[start]

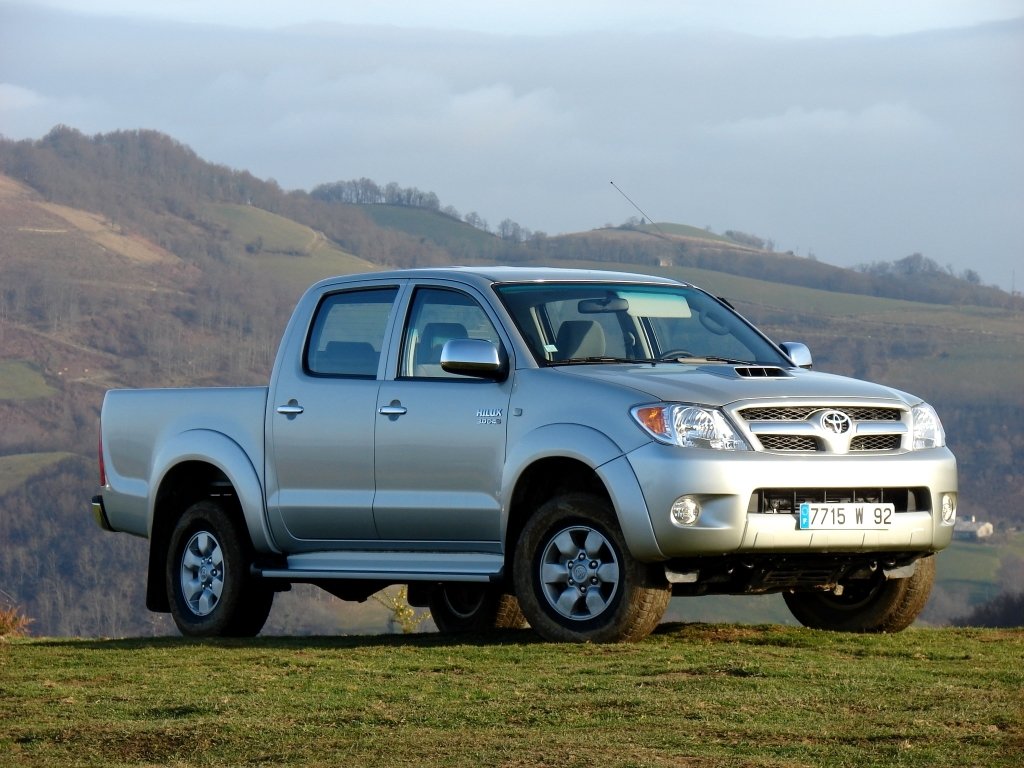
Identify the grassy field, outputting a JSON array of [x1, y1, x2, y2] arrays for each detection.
[[0, 451, 75, 496], [0, 624, 1024, 768], [0, 360, 56, 400]]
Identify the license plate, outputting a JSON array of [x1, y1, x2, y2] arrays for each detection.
[[800, 502, 896, 530]]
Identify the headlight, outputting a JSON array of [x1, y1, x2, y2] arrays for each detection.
[[910, 402, 946, 451], [630, 404, 748, 451]]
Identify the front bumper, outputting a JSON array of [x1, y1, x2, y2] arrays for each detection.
[[628, 442, 957, 558]]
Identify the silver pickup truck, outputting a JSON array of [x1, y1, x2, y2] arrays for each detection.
[[92, 267, 957, 642]]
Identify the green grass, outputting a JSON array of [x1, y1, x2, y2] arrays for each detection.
[[935, 536, 1024, 605], [0, 360, 56, 400], [0, 452, 75, 495], [206, 204, 325, 256], [636, 221, 737, 246], [0, 625, 1024, 768], [520, 261, 1024, 406], [357, 205, 496, 250], [206, 204, 379, 295]]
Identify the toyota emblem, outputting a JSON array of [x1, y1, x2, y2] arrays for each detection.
[[821, 411, 852, 434]]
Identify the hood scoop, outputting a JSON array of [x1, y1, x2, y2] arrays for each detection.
[[700, 366, 793, 379], [734, 366, 792, 379]]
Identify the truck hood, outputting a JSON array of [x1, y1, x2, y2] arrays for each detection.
[[557, 362, 921, 407]]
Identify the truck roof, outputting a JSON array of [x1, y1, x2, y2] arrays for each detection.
[[307, 266, 680, 285]]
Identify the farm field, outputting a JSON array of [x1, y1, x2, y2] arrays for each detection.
[[0, 624, 1024, 768]]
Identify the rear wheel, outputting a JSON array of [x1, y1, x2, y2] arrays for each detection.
[[165, 500, 273, 637], [428, 584, 526, 634], [515, 494, 671, 642], [782, 555, 935, 632]]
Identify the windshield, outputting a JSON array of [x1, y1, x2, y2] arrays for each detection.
[[495, 283, 791, 367]]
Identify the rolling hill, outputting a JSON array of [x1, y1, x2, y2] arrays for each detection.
[[0, 129, 1024, 635]]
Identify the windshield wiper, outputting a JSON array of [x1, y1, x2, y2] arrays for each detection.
[[548, 355, 665, 366], [663, 354, 759, 366]]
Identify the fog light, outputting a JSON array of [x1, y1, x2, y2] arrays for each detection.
[[942, 494, 956, 525], [669, 496, 700, 527]]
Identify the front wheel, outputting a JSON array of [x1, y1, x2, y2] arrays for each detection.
[[514, 494, 672, 642], [427, 584, 526, 634], [782, 555, 935, 632], [165, 501, 273, 637]]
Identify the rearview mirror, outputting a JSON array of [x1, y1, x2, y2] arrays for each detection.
[[779, 341, 813, 369], [441, 339, 508, 381]]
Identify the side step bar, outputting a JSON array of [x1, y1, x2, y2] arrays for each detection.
[[253, 552, 505, 582]]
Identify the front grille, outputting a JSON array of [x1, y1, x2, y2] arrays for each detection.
[[746, 487, 931, 515], [758, 434, 818, 451], [739, 406, 901, 422], [850, 434, 901, 451], [732, 403, 907, 455]]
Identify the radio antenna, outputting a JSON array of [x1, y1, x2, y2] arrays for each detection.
[[608, 181, 669, 238]]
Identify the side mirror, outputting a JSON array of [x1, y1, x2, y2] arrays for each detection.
[[441, 339, 508, 381], [779, 341, 813, 369]]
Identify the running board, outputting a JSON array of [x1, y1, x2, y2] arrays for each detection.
[[253, 552, 505, 583]]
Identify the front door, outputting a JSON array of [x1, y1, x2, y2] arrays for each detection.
[[374, 287, 512, 549], [267, 285, 398, 552]]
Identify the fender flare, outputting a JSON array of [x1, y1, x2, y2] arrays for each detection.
[[502, 424, 666, 561], [146, 429, 279, 553]]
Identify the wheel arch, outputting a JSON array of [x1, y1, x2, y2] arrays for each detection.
[[503, 424, 666, 582], [145, 430, 275, 612]]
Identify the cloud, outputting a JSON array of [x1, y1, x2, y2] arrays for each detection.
[[709, 103, 938, 142], [0, 83, 46, 112], [0, 0, 1024, 288]]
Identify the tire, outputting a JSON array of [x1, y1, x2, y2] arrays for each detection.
[[165, 501, 273, 637], [782, 555, 935, 633], [514, 494, 672, 643], [427, 583, 526, 634]]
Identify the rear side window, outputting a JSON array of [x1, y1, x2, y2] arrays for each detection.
[[304, 288, 398, 379]]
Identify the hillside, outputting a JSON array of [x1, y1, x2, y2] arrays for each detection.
[[0, 624, 1024, 768], [0, 129, 1024, 635]]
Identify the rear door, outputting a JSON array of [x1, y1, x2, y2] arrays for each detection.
[[267, 282, 400, 552], [374, 284, 515, 549]]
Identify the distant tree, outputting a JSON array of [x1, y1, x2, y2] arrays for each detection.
[[961, 269, 981, 286]]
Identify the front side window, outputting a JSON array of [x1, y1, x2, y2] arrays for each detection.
[[305, 287, 398, 379], [399, 288, 501, 379], [496, 283, 788, 366]]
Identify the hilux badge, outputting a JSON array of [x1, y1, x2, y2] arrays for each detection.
[[476, 408, 502, 424]]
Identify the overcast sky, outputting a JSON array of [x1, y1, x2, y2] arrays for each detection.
[[0, 0, 1024, 290]]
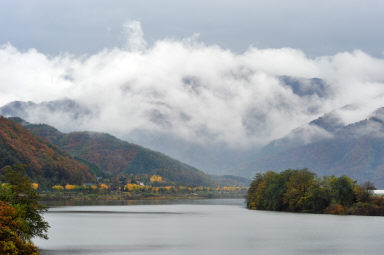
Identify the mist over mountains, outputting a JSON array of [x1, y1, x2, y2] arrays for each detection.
[[0, 22, 384, 185], [0, 99, 384, 185]]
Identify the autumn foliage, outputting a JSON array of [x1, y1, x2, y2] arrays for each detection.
[[0, 116, 94, 183], [247, 169, 384, 215]]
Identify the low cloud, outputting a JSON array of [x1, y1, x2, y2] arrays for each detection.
[[0, 22, 384, 147]]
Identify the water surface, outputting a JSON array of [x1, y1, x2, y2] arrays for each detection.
[[35, 199, 384, 255]]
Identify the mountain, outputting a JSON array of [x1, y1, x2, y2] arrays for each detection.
[[243, 108, 384, 187], [10, 118, 218, 186], [0, 116, 94, 185]]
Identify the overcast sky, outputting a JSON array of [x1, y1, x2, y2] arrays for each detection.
[[0, 0, 384, 57], [0, 0, 384, 153]]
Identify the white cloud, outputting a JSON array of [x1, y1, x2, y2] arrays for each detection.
[[0, 22, 384, 147]]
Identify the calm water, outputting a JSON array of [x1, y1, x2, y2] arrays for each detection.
[[35, 200, 384, 255]]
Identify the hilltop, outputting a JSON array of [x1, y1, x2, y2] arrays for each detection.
[[0, 116, 94, 184]]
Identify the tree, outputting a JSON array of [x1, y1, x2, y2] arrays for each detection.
[[330, 176, 355, 206], [0, 164, 49, 241]]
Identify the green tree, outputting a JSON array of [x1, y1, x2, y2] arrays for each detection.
[[330, 176, 355, 206], [0, 164, 49, 241]]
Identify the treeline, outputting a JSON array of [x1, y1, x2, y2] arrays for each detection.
[[247, 169, 384, 215], [0, 165, 49, 255]]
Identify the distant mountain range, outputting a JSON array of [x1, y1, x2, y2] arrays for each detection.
[[242, 105, 384, 187], [0, 94, 384, 187], [0, 116, 95, 184], [0, 117, 249, 186]]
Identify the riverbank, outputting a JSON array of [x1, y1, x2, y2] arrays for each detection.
[[41, 190, 246, 202]]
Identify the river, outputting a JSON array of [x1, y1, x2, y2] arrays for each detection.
[[34, 199, 384, 255]]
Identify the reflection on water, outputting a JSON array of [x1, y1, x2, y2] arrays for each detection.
[[35, 200, 384, 255]]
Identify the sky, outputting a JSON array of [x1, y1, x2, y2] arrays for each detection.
[[0, 0, 384, 57], [0, 0, 384, 155]]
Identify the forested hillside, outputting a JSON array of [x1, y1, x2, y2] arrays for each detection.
[[10, 118, 216, 185], [0, 116, 94, 184]]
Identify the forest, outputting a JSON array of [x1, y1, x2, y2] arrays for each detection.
[[247, 169, 384, 216], [0, 164, 49, 255]]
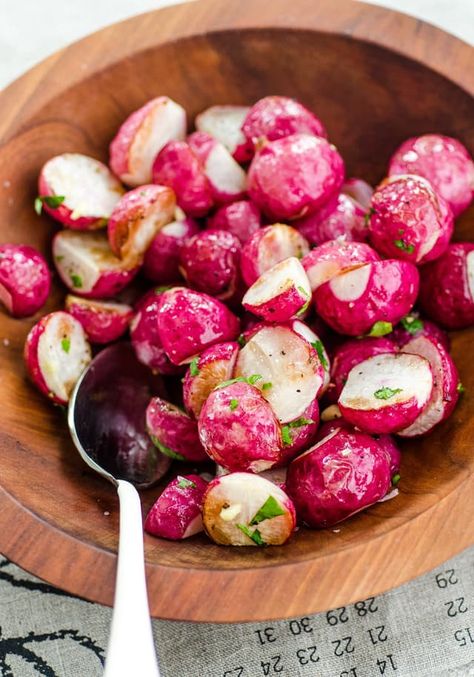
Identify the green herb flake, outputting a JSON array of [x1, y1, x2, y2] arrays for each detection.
[[311, 339, 329, 371], [61, 336, 71, 353], [189, 357, 201, 376], [250, 496, 285, 526], [400, 315, 424, 334], [281, 425, 293, 447], [374, 386, 403, 400], [237, 524, 266, 545], [176, 475, 196, 489], [393, 240, 415, 254], [69, 273, 82, 289], [367, 321, 393, 336]]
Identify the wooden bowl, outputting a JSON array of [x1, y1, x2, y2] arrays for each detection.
[[0, 0, 474, 621]]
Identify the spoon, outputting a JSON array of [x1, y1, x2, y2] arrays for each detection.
[[68, 343, 170, 677]]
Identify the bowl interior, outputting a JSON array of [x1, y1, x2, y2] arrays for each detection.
[[0, 29, 474, 569]]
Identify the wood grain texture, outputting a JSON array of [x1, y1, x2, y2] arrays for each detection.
[[0, 0, 474, 622]]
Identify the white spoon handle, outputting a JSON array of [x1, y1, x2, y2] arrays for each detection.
[[104, 480, 160, 677]]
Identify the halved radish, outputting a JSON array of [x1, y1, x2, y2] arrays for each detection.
[[338, 353, 433, 433], [110, 96, 186, 186], [195, 105, 253, 163], [286, 428, 391, 529], [53, 230, 138, 298], [301, 238, 380, 292], [146, 397, 208, 461], [398, 336, 459, 437], [157, 287, 239, 364], [145, 475, 208, 541], [35, 153, 124, 230], [235, 325, 324, 424], [107, 185, 176, 265], [198, 374, 281, 472], [0, 244, 51, 317], [65, 294, 133, 343], [24, 311, 91, 404], [203, 472, 296, 546], [313, 259, 419, 336], [243, 223, 309, 287], [242, 257, 311, 322], [183, 342, 239, 418], [188, 132, 247, 204]]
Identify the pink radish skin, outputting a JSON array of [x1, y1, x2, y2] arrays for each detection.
[[206, 200, 262, 244], [53, 230, 139, 298], [203, 472, 296, 547], [146, 397, 208, 461], [65, 294, 133, 344], [152, 141, 215, 217], [338, 353, 433, 434], [38, 153, 124, 230], [183, 342, 240, 418], [145, 475, 208, 541], [314, 259, 419, 336], [328, 336, 397, 402], [369, 175, 454, 264], [24, 311, 91, 405], [301, 238, 380, 292], [248, 134, 344, 221], [242, 96, 327, 147], [110, 96, 186, 186], [198, 381, 282, 472], [0, 244, 51, 317], [294, 193, 369, 245], [157, 287, 239, 364], [242, 257, 311, 322], [180, 230, 241, 299], [390, 313, 450, 351], [195, 106, 253, 163], [107, 185, 176, 265], [286, 429, 391, 529], [130, 289, 182, 376], [398, 336, 459, 437], [143, 210, 199, 284], [419, 242, 474, 329], [342, 178, 374, 211], [388, 134, 474, 216], [235, 325, 325, 424], [240, 223, 309, 287], [188, 132, 247, 204]]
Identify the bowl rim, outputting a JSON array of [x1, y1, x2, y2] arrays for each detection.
[[0, 0, 474, 622]]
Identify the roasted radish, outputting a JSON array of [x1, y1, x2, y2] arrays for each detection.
[[338, 352, 433, 434], [24, 311, 91, 405], [203, 472, 296, 546], [65, 294, 133, 343], [145, 475, 208, 541], [110, 96, 186, 186], [0, 244, 51, 317]]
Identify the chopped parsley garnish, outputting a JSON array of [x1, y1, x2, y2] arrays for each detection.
[[367, 321, 393, 336], [237, 524, 266, 545], [393, 240, 415, 254], [69, 273, 82, 289], [189, 357, 200, 376], [35, 195, 66, 215], [400, 315, 424, 334], [61, 336, 71, 353], [176, 475, 196, 489], [250, 496, 285, 526], [311, 339, 329, 371], [374, 386, 403, 400]]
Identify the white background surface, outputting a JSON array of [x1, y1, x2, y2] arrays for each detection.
[[0, 0, 474, 87]]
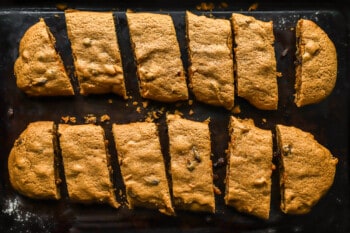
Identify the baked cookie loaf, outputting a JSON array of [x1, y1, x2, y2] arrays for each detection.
[[186, 11, 234, 110], [8, 121, 61, 199], [232, 13, 278, 110], [58, 124, 120, 208], [112, 122, 175, 215], [294, 19, 337, 107], [14, 18, 74, 96], [225, 116, 273, 219], [126, 13, 188, 102], [276, 125, 338, 214], [167, 114, 215, 213], [65, 10, 126, 98]]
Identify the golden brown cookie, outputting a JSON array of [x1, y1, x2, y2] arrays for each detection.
[[8, 121, 61, 199], [126, 12, 188, 102], [294, 19, 337, 107], [112, 122, 174, 215], [232, 13, 278, 110], [225, 116, 273, 219], [65, 10, 126, 98], [186, 11, 234, 110], [14, 18, 74, 96], [58, 124, 120, 208], [167, 114, 215, 213], [276, 125, 338, 214]]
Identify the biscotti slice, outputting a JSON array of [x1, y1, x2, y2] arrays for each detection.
[[126, 12, 188, 102], [14, 18, 74, 96], [8, 121, 61, 199], [186, 11, 234, 110], [294, 19, 337, 107], [112, 122, 174, 215], [65, 10, 126, 98], [225, 116, 273, 219], [58, 124, 120, 208], [276, 125, 338, 214], [167, 114, 215, 213], [232, 13, 278, 110]]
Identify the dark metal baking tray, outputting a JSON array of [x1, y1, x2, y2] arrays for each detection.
[[0, 5, 350, 233]]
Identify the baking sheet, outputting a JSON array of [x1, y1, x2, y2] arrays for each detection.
[[0, 8, 350, 232]]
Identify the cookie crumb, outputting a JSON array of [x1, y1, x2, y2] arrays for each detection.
[[84, 114, 97, 124], [232, 105, 241, 114], [248, 2, 259, 11], [100, 114, 111, 122]]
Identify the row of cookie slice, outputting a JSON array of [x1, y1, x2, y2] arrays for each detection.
[[14, 10, 337, 110], [8, 114, 338, 219], [8, 115, 215, 215]]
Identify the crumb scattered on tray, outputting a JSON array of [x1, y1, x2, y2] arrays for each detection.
[[196, 2, 215, 11], [219, 2, 228, 9], [84, 114, 97, 124], [61, 116, 77, 124], [56, 3, 68, 11], [100, 114, 111, 122], [232, 105, 241, 114], [248, 2, 259, 11], [142, 101, 148, 108]]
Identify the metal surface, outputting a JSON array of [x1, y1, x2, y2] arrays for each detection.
[[0, 8, 350, 233]]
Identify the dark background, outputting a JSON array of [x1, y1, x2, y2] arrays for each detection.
[[0, 0, 350, 233]]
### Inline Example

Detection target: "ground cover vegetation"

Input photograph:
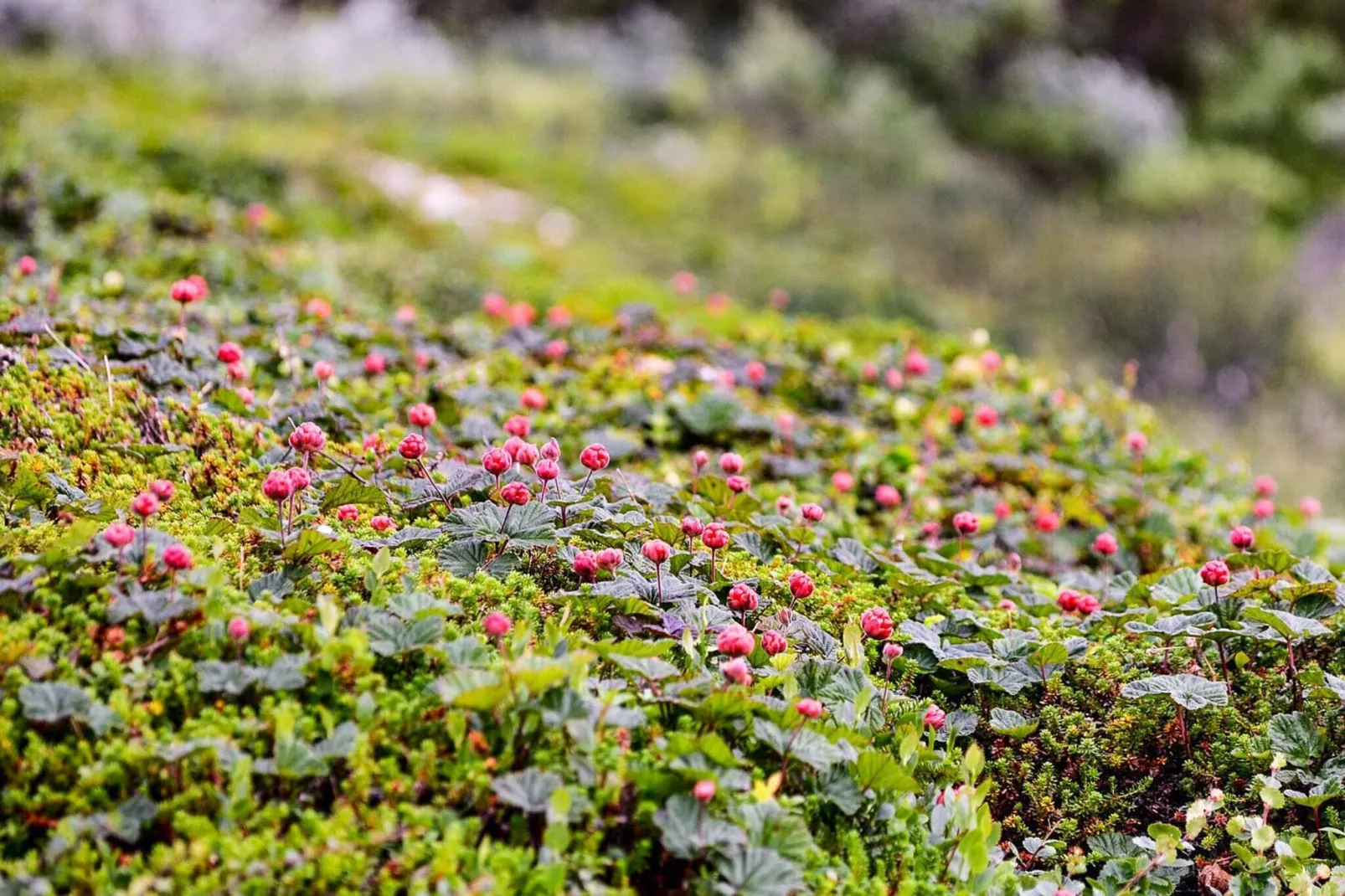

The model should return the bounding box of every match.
[0,54,1345,896]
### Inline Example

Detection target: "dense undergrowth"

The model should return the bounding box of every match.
[0,57,1345,896]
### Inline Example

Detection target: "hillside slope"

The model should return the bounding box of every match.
[0,55,1345,896]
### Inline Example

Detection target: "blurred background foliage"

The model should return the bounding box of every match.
[8,0,1345,499]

[end]

-- Exercise prompt --
Could you transcribe, word for word, the lines of the records from the one containing "Identify the farm" through the one containing "[[441, 339, 508, 381], [779, 341, 813, 369]]", with both of those lines included?

-- Output for this task --
Identify the farm field, outputting a JSON array of [x1, y1, x2, y2] arrays for each detection.
[[0, 624, 1024, 768]]
Identify the rear wheel, outputting a JSON array of [x1, y1, x2, y2] arrays for each detection.
[[165, 500, 273, 637], [428, 584, 526, 634], [515, 494, 671, 642], [782, 555, 935, 632]]
Identify the windshield, outputting a JSON array of [x1, y1, x2, y2] arrays for each detection.
[[495, 283, 791, 367]]
Identify the rolling hill, outputting a JSON array of [x1, y1, x2, y2] arrays for each detection.
[[0, 129, 1024, 635]]
Identify the windshield wiper, outputting a JSON array of [x1, y1, x2, y2] arrays for each detection.
[[548, 355, 665, 366], [663, 354, 759, 366]]
Identify the fog light, outputting a JSON array of [x1, y1, x2, y2] arrays for each detection.
[[942, 494, 956, 525], [669, 496, 700, 527]]
Identify the front wheel, outputting a JSON array of [x1, y1, x2, y2] arrays for each detection.
[[514, 494, 672, 642], [427, 584, 526, 634], [782, 555, 935, 632], [165, 501, 273, 637]]
Identify the rearview mirror, outputting a JSON array of [x1, y1, x2, y2] arrays for each detection.
[[779, 341, 813, 369], [441, 339, 508, 381]]
Identify the side step bar, outputting a JSON array of [x1, y1, x2, y2] arrays for each detection.
[[253, 552, 505, 582]]
Identify the front grille, outputting a JSON array of [x1, y1, x2, y2] arrays for each detection.
[[746, 487, 931, 515], [758, 434, 818, 451], [739, 406, 901, 422], [850, 434, 901, 451], [732, 403, 907, 455]]
Identify the radio antenna, outputting a JSON array of [x1, y1, x2, y2] arrays for each detection.
[[608, 181, 669, 238]]
Identify the side mirror, outputting a JSON array of [x1, y1, x2, y2] arrays for each detection.
[[441, 339, 508, 381], [779, 341, 813, 369]]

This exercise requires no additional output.